[Record excerpts start]
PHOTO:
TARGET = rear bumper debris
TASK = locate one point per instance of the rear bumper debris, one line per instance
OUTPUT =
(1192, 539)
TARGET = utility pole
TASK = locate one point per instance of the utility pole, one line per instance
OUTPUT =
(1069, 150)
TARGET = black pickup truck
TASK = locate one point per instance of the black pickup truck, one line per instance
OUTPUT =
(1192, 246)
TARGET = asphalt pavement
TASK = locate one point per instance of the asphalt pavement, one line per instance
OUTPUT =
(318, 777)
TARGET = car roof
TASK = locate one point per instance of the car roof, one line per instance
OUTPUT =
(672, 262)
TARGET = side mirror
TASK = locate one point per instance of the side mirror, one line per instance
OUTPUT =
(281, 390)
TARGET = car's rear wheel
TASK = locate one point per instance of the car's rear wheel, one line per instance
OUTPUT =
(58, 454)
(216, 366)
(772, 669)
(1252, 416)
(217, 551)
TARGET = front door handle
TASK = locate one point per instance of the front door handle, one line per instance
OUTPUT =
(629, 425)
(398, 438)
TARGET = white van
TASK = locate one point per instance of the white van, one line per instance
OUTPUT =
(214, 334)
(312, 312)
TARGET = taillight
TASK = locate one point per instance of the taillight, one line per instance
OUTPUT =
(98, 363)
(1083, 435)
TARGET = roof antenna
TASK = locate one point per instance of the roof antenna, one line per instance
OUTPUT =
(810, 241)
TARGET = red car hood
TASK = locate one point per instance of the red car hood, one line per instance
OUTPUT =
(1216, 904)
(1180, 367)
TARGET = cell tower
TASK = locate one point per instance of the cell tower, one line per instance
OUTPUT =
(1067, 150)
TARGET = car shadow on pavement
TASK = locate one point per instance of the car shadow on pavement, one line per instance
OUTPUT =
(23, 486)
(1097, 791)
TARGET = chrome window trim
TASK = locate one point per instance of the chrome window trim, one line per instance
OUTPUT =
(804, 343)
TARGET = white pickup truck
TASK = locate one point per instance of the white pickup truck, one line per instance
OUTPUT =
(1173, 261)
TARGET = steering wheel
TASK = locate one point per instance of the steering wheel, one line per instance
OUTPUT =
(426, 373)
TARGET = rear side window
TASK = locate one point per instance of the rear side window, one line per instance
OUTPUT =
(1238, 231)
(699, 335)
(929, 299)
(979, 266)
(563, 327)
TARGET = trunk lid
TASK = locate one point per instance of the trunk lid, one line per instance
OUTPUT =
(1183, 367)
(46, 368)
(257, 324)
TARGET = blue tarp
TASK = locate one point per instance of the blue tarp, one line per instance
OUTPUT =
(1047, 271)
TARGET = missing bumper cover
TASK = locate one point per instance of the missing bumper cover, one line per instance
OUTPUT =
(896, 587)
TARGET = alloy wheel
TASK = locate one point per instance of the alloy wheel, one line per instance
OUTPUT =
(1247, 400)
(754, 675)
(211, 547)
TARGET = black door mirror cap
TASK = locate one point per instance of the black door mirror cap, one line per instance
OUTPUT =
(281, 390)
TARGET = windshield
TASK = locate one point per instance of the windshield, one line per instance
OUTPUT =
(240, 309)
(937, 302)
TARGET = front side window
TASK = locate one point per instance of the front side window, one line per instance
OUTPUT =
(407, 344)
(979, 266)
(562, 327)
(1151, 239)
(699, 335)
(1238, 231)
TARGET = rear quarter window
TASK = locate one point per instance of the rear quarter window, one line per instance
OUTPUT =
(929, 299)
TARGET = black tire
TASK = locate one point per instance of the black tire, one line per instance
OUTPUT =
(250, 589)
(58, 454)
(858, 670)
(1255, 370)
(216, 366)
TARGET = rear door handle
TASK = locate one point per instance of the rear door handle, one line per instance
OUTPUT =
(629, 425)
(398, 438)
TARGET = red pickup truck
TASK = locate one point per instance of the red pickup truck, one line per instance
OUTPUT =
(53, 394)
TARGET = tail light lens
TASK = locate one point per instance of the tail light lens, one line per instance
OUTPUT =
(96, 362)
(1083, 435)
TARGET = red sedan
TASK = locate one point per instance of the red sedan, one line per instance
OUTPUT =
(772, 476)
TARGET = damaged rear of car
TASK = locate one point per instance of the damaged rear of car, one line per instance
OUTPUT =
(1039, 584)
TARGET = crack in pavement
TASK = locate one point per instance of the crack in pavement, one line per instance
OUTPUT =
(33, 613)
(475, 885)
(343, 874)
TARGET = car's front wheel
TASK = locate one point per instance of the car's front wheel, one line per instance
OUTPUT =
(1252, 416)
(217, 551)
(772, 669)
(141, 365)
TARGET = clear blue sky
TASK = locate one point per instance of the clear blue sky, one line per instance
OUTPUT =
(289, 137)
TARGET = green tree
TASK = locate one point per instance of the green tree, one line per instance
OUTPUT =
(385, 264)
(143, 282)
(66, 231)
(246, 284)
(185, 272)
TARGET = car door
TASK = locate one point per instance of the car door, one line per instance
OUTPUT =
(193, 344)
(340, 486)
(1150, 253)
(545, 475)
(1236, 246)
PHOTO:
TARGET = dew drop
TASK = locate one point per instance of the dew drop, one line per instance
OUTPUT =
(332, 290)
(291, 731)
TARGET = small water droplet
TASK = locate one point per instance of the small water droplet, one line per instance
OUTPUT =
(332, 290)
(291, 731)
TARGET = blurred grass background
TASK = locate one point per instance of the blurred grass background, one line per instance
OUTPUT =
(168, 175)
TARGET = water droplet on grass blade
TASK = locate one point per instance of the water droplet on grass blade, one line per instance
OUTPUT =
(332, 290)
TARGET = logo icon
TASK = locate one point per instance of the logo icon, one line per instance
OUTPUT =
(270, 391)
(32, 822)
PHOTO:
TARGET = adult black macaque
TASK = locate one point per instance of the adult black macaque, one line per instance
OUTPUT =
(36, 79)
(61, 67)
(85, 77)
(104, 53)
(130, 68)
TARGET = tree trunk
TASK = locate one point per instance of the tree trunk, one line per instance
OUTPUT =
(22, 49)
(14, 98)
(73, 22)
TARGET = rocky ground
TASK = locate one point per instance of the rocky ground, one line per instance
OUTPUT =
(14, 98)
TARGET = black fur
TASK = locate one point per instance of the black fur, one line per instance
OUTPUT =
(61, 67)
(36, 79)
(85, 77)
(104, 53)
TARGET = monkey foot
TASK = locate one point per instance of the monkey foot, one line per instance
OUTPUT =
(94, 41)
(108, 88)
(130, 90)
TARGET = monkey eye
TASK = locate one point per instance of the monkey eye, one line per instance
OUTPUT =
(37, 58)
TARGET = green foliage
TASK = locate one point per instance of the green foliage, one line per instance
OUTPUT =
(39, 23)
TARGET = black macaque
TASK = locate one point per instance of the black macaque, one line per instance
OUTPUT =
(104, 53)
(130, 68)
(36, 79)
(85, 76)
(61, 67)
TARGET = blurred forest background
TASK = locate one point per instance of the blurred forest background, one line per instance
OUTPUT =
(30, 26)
[Record excerpts end]
[Record excerpts start]
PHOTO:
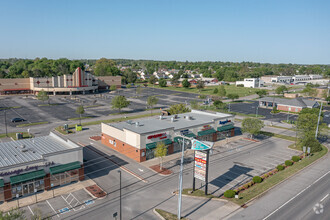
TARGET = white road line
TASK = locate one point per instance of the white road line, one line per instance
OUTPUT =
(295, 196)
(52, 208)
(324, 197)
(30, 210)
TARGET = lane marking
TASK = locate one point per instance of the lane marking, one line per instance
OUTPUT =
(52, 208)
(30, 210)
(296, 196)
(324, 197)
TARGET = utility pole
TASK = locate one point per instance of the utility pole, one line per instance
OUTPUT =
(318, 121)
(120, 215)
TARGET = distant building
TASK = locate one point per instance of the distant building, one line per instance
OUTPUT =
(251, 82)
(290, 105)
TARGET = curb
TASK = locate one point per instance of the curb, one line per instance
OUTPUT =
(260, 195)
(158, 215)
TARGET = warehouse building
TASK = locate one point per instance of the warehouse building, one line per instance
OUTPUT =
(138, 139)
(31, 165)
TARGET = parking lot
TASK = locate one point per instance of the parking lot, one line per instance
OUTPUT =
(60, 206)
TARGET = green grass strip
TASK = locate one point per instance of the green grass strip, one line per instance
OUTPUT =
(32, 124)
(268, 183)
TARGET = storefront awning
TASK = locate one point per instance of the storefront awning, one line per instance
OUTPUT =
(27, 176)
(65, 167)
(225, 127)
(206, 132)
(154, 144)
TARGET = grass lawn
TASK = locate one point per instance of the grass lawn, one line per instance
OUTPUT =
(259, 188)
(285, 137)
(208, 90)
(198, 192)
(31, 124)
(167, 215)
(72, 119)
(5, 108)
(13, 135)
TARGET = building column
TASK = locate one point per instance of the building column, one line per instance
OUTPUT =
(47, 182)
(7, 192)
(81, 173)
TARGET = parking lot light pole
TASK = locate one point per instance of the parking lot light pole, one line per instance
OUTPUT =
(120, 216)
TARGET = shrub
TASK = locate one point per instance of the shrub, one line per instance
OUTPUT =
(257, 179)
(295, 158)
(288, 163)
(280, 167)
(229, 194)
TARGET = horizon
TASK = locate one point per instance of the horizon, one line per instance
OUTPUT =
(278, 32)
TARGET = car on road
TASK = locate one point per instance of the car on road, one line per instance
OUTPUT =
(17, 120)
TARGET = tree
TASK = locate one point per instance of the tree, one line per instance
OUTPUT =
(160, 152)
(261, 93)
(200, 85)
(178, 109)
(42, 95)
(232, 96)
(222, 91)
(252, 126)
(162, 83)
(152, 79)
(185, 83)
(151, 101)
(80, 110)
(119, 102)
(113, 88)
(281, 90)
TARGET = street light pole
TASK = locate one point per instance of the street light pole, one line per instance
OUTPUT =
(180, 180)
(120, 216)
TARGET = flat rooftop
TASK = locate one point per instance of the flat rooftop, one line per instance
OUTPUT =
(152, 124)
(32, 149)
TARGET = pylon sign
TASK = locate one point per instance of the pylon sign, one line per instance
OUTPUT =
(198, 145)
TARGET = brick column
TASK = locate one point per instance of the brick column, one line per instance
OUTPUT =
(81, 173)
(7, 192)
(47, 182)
[Record excerpts end]
[Record excerpts start]
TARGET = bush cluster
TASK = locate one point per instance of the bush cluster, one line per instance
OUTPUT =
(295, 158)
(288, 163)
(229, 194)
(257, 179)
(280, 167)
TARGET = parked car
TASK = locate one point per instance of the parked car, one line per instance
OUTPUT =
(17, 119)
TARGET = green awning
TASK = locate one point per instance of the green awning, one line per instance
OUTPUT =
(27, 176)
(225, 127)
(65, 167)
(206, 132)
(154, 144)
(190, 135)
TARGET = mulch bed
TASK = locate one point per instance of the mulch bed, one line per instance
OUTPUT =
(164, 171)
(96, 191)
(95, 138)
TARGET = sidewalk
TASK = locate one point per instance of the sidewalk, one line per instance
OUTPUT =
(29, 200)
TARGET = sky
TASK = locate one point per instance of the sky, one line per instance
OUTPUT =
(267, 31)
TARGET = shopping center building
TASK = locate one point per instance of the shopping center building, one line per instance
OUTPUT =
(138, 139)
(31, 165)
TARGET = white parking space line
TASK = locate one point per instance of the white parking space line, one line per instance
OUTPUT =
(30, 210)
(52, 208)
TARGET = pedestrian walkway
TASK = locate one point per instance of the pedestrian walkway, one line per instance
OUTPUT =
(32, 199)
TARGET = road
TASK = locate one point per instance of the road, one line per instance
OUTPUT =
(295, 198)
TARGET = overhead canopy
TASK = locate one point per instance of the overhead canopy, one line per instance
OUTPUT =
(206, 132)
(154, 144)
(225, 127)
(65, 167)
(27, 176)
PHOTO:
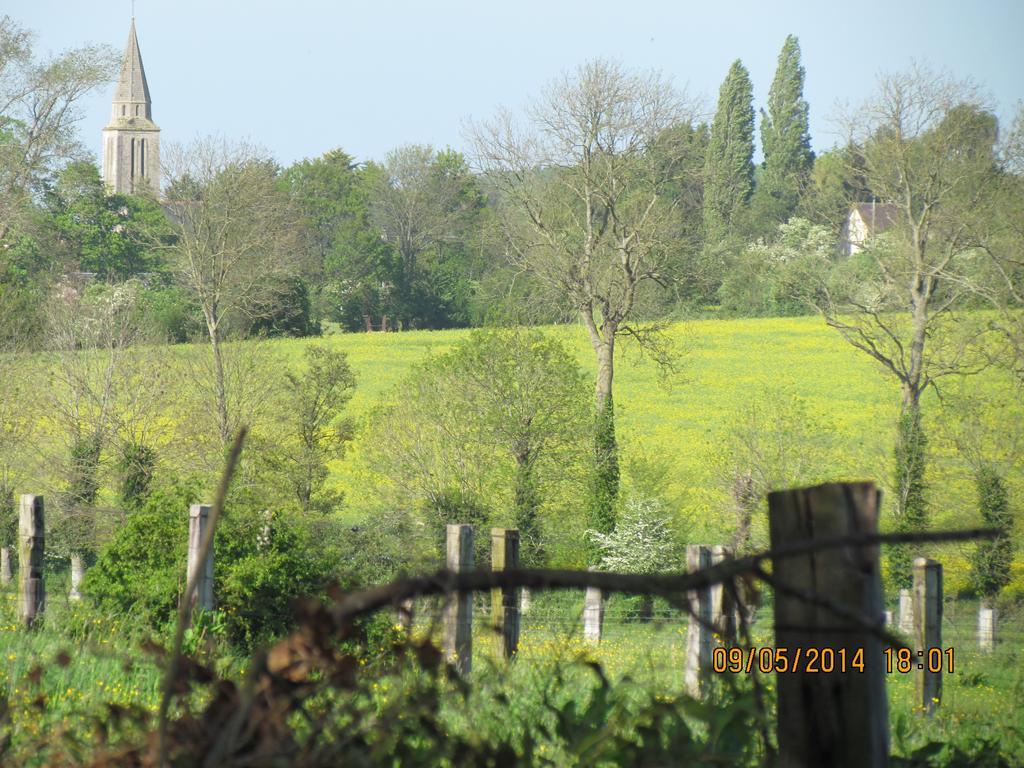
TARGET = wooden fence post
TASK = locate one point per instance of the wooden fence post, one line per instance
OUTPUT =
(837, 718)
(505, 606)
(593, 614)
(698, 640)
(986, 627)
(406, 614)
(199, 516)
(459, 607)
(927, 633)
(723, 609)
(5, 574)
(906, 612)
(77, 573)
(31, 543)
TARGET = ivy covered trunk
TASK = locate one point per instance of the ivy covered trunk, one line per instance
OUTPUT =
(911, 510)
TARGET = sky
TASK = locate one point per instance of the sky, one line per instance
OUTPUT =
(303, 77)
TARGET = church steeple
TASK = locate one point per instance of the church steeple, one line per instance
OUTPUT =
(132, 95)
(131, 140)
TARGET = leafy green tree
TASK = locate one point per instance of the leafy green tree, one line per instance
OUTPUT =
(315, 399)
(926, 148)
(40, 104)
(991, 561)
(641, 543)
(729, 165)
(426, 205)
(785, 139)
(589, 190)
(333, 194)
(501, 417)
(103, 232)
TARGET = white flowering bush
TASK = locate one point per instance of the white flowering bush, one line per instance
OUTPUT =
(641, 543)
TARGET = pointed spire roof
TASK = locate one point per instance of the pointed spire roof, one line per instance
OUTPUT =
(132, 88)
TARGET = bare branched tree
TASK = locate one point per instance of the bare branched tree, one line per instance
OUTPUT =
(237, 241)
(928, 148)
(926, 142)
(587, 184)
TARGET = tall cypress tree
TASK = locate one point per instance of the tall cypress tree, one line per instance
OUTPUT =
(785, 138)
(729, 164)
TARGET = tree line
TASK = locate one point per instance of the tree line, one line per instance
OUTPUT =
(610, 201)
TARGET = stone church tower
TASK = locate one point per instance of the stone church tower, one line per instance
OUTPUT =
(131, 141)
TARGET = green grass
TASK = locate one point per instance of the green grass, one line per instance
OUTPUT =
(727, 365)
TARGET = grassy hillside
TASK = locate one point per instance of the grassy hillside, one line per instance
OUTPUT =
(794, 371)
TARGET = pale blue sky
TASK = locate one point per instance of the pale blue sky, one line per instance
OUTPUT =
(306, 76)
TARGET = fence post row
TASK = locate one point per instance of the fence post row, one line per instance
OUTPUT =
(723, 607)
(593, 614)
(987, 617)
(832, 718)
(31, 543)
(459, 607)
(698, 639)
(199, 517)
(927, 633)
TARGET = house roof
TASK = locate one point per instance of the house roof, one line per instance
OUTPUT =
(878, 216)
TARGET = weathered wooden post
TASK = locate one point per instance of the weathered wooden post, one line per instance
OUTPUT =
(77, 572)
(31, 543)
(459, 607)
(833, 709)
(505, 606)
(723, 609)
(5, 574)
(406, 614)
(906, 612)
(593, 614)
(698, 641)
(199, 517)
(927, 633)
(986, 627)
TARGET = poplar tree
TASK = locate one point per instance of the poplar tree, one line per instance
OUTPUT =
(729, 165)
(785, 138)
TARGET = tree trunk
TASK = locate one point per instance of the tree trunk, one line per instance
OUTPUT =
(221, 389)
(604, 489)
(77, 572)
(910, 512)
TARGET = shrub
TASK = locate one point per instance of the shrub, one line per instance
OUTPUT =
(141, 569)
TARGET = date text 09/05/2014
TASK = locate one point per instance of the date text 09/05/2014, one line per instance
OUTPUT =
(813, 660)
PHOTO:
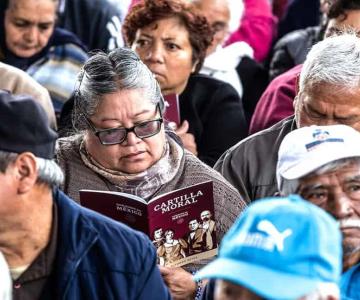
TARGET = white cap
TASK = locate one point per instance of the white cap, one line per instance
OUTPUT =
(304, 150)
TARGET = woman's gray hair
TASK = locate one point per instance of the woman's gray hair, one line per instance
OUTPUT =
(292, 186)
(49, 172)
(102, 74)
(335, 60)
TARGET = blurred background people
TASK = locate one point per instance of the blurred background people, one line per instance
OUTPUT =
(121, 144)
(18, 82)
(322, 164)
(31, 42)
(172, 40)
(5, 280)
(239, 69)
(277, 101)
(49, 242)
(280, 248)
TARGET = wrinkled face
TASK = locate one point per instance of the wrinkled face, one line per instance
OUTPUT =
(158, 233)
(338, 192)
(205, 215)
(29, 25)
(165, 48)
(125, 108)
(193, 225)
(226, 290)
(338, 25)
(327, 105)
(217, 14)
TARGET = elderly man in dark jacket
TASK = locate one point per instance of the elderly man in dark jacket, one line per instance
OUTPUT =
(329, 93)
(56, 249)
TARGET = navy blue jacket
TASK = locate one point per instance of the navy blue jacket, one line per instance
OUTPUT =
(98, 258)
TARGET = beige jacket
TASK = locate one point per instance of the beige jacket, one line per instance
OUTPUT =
[Record excerpts end]
* **What is asked**:
Report each line of the data above that contains the string "trim", treating uppercase and lowercase letters as different.

* **Answer to the exercise**:
TARGET = chrome window trim
TASK = locate one point per instance of the chrome window trim, one line per instance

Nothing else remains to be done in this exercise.